━━ RECORDS FOR PROCESSING

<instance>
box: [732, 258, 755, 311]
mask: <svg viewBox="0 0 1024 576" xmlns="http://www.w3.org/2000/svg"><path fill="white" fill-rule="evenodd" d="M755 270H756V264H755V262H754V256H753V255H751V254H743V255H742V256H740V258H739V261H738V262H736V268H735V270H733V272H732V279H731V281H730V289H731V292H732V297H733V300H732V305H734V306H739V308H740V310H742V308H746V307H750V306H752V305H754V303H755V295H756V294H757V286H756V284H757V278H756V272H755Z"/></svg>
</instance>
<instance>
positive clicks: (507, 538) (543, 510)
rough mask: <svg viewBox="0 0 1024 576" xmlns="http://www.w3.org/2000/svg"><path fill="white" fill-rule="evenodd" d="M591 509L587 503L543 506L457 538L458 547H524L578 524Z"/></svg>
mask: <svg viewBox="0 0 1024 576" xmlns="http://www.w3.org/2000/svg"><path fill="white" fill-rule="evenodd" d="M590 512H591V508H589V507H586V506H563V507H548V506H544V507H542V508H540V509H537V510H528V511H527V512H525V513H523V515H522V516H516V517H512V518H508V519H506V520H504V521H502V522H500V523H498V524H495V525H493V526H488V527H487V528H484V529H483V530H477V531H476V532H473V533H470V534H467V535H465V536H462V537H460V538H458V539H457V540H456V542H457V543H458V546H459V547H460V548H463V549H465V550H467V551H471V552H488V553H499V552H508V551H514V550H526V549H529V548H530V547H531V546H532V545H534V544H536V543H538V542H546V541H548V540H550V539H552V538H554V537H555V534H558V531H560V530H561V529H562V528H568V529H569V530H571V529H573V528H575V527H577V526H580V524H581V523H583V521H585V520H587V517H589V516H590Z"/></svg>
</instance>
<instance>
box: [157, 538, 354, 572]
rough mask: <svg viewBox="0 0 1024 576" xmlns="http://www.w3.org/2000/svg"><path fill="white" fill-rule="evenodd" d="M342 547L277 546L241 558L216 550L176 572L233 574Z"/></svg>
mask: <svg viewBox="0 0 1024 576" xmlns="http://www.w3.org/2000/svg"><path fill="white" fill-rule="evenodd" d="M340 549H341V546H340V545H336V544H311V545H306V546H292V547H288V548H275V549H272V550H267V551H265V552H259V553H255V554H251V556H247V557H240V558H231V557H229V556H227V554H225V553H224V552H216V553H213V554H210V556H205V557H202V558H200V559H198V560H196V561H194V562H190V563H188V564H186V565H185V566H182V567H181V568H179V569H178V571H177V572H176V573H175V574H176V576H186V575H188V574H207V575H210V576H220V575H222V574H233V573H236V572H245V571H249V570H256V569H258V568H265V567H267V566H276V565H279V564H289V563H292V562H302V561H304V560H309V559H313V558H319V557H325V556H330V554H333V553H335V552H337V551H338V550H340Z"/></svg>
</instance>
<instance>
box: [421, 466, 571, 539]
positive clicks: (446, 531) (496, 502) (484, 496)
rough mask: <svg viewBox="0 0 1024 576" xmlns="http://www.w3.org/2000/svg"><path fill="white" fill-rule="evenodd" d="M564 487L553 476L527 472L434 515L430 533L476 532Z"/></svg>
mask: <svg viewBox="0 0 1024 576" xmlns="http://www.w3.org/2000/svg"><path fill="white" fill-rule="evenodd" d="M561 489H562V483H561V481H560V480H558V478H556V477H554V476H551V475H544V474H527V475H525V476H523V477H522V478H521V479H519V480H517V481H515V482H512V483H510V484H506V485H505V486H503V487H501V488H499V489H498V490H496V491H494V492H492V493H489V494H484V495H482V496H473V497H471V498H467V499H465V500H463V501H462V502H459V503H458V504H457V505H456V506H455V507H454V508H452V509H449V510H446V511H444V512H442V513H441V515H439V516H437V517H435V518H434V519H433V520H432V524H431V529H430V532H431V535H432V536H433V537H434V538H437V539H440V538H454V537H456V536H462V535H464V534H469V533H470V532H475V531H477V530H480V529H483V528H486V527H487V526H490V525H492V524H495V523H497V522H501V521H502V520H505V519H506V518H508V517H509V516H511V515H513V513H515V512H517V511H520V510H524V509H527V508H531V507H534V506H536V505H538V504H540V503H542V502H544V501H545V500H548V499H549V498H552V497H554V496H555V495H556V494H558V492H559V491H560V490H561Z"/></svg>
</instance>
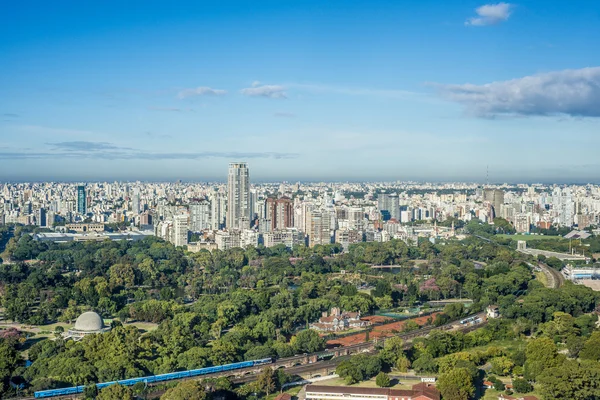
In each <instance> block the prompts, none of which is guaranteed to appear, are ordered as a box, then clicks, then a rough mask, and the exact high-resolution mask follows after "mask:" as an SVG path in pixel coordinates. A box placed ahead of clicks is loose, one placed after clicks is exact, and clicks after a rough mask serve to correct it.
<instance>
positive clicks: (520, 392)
mask: <svg viewBox="0 0 600 400" xmlns="http://www.w3.org/2000/svg"><path fill="white" fill-rule="evenodd" d="M513 389H514V390H515V392H516V393H529V392H531V391H532V390H533V386H531V384H530V383H529V382H527V381H526V380H525V379H521V378H517V379H513Z"/></svg>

━━━━

● ASSIGNMENT: Only the entries themselves should be output, word for word, with all pictures omitted.

● RESULT BELOW:
<instance>
box: [732, 258, 755, 311]
mask: <svg viewBox="0 0 1024 576" xmlns="http://www.w3.org/2000/svg"><path fill="white" fill-rule="evenodd" d="M755 270H756V264H755V262H754V256H753V255H751V254H743V255H742V256H740V258H739V261H738V262H736V268H735V270H733V272H732V279H731V281H730V289H731V292H732V297H733V300H732V305H734V306H739V308H740V310H742V308H746V307H750V306H752V305H754V303H755V295H756V294H757V286H756V284H757V278H756V272H755Z"/></svg>
</instance>
<instance>
positive clicks: (507, 538) (543, 510)
rough mask: <svg viewBox="0 0 1024 576" xmlns="http://www.w3.org/2000/svg"><path fill="white" fill-rule="evenodd" d="M591 509L587 503L543 506L457 538L458 547H524L578 524Z"/></svg>
mask: <svg viewBox="0 0 1024 576" xmlns="http://www.w3.org/2000/svg"><path fill="white" fill-rule="evenodd" d="M590 512H591V508H589V507H586V506H563V507H548V506H544V507H542V508H540V509H537V510H528V511H527V512H525V513H523V515H522V516H516V517H512V518H508V519H506V520H504V521H502V522H500V523H498V524H495V525H493V526H488V527H487V528H484V529H483V530H477V531H476V532H473V533H470V534H467V535H465V536H462V537H460V538H458V539H457V540H456V542H457V543H458V546H459V547H460V548H463V549H465V550H467V551H471V552H488V553H499V552H508V551H514V550H526V549H529V548H530V547H531V546H532V545H534V544H536V543H538V542H546V541H548V540H550V539H552V538H554V537H555V534H558V531H560V530H561V529H562V528H568V529H569V530H571V529H573V528H575V527H577V526H580V524H581V523H583V521H585V520H587V517H589V516H590Z"/></svg>
</instance>
<instance>
box: [157, 538, 354, 572]
rough mask: <svg viewBox="0 0 1024 576" xmlns="http://www.w3.org/2000/svg"><path fill="white" fill-rule="evenodd" d="M342 547L277 546L241 558L216 550L176 572L233 574Z"/></svg>
mask: <svg viewBox="0 0 1024 576" xmlns="http://www.w3.org/2000/svg"><path fill="white" fill-rule="evenodd" d="M340 549H341V546H340V545H336V544H311V545H306V546H292V547H288V548H275V549H272V550H267V551H265V552H259V553H255V554H251V556H247V557H240V558H231V557H229V556H227V554H225V553H224V552H216V553H213V554H210V556H205V557H202V558H200V559H198V560H196V561H194V562H190V563H188V564H186V565H185V566H182V567H181V568H179V569H178V571H177V572H176V573H175V574H176V576H186V575H188V574H207V575H210V576H220V575H222V574H233V573H236V572H245V571H249V570H256V569H258V568H265V567H267V566H276V565H279V564H289V563H292V562H302V561H304V560H309V559H313V558H319V557H325V556H330V554H333V553H335V552H337V551H338V550H340Z"/></svg>
</instance>
<instance>
box: [421, 466, 571, 539]
positive clicks: (446, 531) (496, 502) (484, 496)
rough mask: <svg viewBox="0 0 1024 576" xmlns="http://www.w3.org/2000/svg"><path fill="white" fill-rule="evenodd" d="M564 487L553 476L527 472L434 515L430 533L476 532Z"/></svg>
mask: <svg viewBox="0 0 1024 576" xmlns="http://www.w3.org/2000/svg"><path fill="white" fill-rule="evenodd" d="M561 489H562V483H561V481H560V480H558V478H556V477H554V476H551V475H544V474H527V475H525V476H523V477H522V478H521V479H519V480H517V481H515V482H512V483H510V484H506V485H505V486H503V487H501V488H499V489H498V490H496V491H494V492H492V493H489V494H484V495H482V496H473V497H471V498H467V499H465V500H463V501H462V502H459V503H458V504H457V505H456V506H455V507H454V508H452V509H449V510H446V511H444V512H442V513H441V515H439V516H437V517H435V518H434V519H433V520H432V524H431V529H430V532H431V535H432V536H433V537H434V538H437V539H440V538H454V537H456V536H462V535H464V534H469V533H470V532H475V531H477V530H480V529H483V528H486V527H487V526H490V525H492V524H495V523H497V522H501V521H502V520H505V519H506V518H508V517H509V516H511V515H513V513H515V512H517V511H520V510H524V509H527V508H531V507H534V506H536V505H538V504H540V503H542V502H544V501H545V500H548V499H549V498H552V497H554V496H555V495H556V494H558V492H559V491H560V490H561Z"/></svg>
</instance>
In each <instance> block the prompts, none of which is guaranteed to appear, are ordered as a box, then clicks, then a rough mask, and the exact high-resolution mask follows after "mask:" as an SVG path in pixel coordinates. A box placed ahead of clicks is loose, one placed after clicks is exact, and clicks after a rough mask serve to correct it.
<instance>
positive clicks: (520, 392)
mask: <svg viewBox="0 0 600 400" xmlns="http://www.w3.org/2000/svg"><path fill="white" fill-rule="evenodd" d="M513 389H514V390H515V392H516V393H529V392H531V391H532V390H533V386H531V384H530V383H529V382H527V381H526V380H525V379H521V378H517V379H513Z"/></svg>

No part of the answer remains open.